DATA LISTING |
────────────────

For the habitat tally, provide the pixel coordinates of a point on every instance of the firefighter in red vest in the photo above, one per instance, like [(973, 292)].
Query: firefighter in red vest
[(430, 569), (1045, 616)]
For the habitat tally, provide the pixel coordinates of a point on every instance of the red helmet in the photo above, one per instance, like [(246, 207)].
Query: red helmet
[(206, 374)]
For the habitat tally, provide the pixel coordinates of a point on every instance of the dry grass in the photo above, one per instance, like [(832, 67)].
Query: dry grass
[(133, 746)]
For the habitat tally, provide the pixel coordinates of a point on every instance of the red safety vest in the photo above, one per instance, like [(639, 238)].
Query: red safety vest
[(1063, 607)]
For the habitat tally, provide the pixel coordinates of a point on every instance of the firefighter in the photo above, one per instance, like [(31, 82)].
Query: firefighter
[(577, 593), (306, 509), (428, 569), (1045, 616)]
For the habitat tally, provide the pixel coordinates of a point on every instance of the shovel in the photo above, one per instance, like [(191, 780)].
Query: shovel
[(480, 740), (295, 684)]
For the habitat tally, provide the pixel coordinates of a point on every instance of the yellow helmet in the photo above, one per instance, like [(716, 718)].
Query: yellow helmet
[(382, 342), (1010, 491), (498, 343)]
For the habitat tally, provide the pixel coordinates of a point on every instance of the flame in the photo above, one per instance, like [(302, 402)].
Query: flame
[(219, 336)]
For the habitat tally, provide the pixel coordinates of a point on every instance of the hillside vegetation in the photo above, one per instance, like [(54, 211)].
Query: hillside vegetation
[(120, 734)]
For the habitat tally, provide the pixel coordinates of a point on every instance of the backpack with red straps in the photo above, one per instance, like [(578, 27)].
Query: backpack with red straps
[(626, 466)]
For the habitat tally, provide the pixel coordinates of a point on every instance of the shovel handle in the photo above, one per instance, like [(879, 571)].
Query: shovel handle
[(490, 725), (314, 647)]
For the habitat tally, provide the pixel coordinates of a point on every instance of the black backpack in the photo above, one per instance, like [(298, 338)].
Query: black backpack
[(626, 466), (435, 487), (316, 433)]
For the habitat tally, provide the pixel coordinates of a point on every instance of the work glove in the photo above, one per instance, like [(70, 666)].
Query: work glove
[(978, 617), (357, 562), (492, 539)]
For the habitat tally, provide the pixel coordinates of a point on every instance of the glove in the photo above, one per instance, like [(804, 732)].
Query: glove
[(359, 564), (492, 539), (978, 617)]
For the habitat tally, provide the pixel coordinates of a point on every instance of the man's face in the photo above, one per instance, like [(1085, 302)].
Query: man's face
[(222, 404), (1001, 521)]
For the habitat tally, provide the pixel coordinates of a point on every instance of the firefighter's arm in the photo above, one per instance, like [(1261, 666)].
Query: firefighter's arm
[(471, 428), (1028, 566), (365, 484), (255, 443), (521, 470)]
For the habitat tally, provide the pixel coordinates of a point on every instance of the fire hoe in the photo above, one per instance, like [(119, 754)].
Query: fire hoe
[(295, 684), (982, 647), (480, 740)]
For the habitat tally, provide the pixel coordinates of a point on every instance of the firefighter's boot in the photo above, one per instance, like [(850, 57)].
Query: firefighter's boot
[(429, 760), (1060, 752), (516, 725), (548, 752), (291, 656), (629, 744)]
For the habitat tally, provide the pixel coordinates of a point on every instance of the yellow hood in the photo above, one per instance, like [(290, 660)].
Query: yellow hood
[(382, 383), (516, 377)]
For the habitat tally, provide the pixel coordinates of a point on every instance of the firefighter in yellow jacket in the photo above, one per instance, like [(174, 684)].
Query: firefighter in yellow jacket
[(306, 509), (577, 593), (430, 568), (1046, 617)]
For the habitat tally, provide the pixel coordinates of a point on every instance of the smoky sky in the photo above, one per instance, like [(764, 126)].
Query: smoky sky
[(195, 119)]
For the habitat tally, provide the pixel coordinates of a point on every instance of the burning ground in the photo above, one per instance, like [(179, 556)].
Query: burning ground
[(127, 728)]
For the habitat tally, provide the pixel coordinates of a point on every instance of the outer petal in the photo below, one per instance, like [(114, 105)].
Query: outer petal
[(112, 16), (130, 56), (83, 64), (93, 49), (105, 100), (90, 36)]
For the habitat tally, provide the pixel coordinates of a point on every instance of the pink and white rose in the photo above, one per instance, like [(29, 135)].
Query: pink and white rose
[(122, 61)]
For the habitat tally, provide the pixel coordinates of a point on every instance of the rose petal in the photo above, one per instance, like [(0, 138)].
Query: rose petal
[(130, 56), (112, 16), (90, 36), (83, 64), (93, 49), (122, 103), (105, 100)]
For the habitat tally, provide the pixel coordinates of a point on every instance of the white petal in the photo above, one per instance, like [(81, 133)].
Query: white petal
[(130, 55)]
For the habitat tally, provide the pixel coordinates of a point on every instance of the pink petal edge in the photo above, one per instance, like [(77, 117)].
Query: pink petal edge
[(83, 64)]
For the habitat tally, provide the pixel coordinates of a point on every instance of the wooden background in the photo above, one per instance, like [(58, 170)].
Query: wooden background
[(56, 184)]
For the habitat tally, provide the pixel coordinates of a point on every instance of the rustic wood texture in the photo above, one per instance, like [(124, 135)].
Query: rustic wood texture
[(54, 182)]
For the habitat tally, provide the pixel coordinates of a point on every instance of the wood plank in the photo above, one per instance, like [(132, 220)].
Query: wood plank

────────────────

WORK INSTRUCTIONS | The listing above is to be transcribed in full, with no line omitted.

TASK OUTPUT |
For the habitat tally, provide the pixel coordinates of a point on every instance of the firefighter in red vest in the photo above, one per instance, like [(973, 292)].
Query: firefighter in red vest
[(430, 569), (1045, 616)]
For the habitat tally, provide the pixel coordinates of a point on every instance of the red helmet in the photo above, one per instance, like [(246, 207)].
Query: red helmet
[(206, 374)]
For the habitat tally, provide the pixel coordinates of a point on every instance of the dry grass in the photo above, one per instance, like [(832, 67)].
Query: dry grass
[(133, 746)]
For the habitat tally, provide the pixel coordinates of a point on every instance of the red safety vest in the photo above, one per instance, like [(639, 238)].
Query: red safety vest
[(1063, 607)]
For the habitat tally, provide the pixel coordinates of a point on every instance of the firefighter in the photo above, one per instance, like [(31, 82)].
Query: firefighter
[(577, 593), (306, 509), (428, 569), (1045, 616)]
For the habitat tally, provide the pixel coordinates of a point on every instance of the shovel in the photo above, one per instance, like [(191, 780)].
Query: shovel
[(480, 740), (295, 684)]
For the habitat tally, provide the pixel coordinates of a point on every instance of the yellow helmet in the photo above, one per instance, like [(716, 718)].
Query: yellow helmet
[(382, 342), (1010, 491), (498, 343)]
For the habitat tally, provide the pixel coordinates of a point on every instance of the flame in the photo above, one per instance, like [(302, 402)].
Query: flame
[(219, 336)]
For the habitat tally, provide the pixel coordinates of a point on every instance of the hillside vegetation in the photo above, one per instance, like [(54, 211)].
Query: hillside vegetation
[(120, 734)]
For the habitat tally, provide the pixel coordinates of a point on every instance of the backpack with red straps in the photo above, one per instance, like [(578, 27)].
Query: backpack with red straps
[(626, 466)]
For the habitat tally, provide the pixel coordinates of a point on every instance of the shovel handle in the photo above, one per instance, like [(879, 571)].
Query: shovel handle
[(490, 725), (314, 647)]
For the habitat tally, provide the pixel coordinates of a point on every instance of the black backpack in the photo above, one per instance, like [(298, 338)].
Query: black backpack
[(626, 466), (435, 487), (316, 433)]
For the habitat tally, provide the pixel coordinates of a point on every instance of the work glove in the photo above, one per instance, like [(70, 666)].
Query: work glove
[(978, 617), (357, 562), (492, 539)]
For the habitat tally, provide the pixel coordinates of a point on every instance of the glove in the photo above, one per instance, like [(804, 732)].
Query: glove
[(359, 564), (492, 539), (978, 617)]
For the habitat tally, provide the pixel coordinates of a point on every instance of the man's face in the photo above, one per instance, like [(1085, 302)].
Query: man's face
[(222, 404), (1001, 521)]
For the habitat tally, provide the pixel coordinates of a point on every instance of the firefighter's arm in the photo above, one per instance, like [(1261, 666)].
Query: firefighter's arm
[(471, 428), (1028, 566), (365, 484), (255, 443), (521, 470)]
For the habitat tally, provide the pixel coordinates of a point on every instance of the fire hoe in the photo above, one per instance, like [(119, 754)].
Query: fire hoe
[(295, 684), (982, 647), (480, 740)]
For the habitat tally, provide the pixel coordinates of a point on every instance of the firefighter's boot in the photo above, one per instance, like [(850, 57)].
Query: firefighter's boot
[(429, 760), (1060, 752), (516, 725), (548, 752), (291, 656), (629, 744)]
For the habitat tally, provide the pixel coordinates of a point on every instance of the yellow hood in the photo above, one per instance, like [(290, 660)].
Query: yellow hood
[(382, 383), (516, 377)]
For the habitat tally, provide the pixel coordinates of a point on every instance of the firefighter in yellow jacket in the photo above, one per instance, like [(174, 684)].
Query: firefighter in yellow jacket
[(306, 509), (577, 593), (430, 568), (1046, 617)]
For the habitat tally, provide the pixel coordinates of a point on every instance of the smoky sky in the photo above, one per instance, like [(764, 126)].
Query: smoky sky
[(195, 119)]
For the habitat tally, provide the pixel coordinates of a point on every instance of the burning ground in the photo above, one per instance, like [(179, 556)].
Query: burning ground
[(127, 728)]
For the habitat tally, provide the pixel coordinates of a point on every instance of the outer petal in the photo below, one per instance, like [(114, 105)].
Query: outer petal
[(112, 16), (130, 56), (83, 64), (93, 49), (105, 100), (90, 36)]
For the habitat tally, provide the pixel coordinates of a point on every instance of the pink and white rose in the photo above, one per instance, like [(29, 135)].
Query: pink and white rose
[(122, 61)]
For the habitat tally, provide the pixel coordinates of a point on every instance of the rose petal in the photo above, one per instance, like [(0, 138)].
Query: rose petal
[(130, 56), (112, 16), (90, 36), (83, 64), (93, 49), (122, 103), (105, 100)]
For the habitat tally, provide the pixel coordinates of a point on every instance of the white petal in the photo above, one per instance, like [(81, 133)].
Query: white petal
[(130, 55)]
For the habitat tally, provide the pixel coordinates of a point on every instance of the pink petal edge in the photo above, one per instance, like [(77, 117)].
Query: pink petal edge
[(83, 64)]
For the habitat tally, provide the pixel coordinates of a point on every instance of the wooden background in the photo above, one per instance, like [(58, 170)].
Query: wooden background
[(56, 184)]
For the habitat tally, provide the pixel coordinates of a point on every instance of the rustic wood texture in the photo above, one per instance, like [(124, 135)].
Query: rustic wood texture
[(54, 182)]
For the habitat tally, provide the pixel coordinates of a point on every instance of the wood plank in the photo above, one per instance, like [(132, 220)].
Query: wood plank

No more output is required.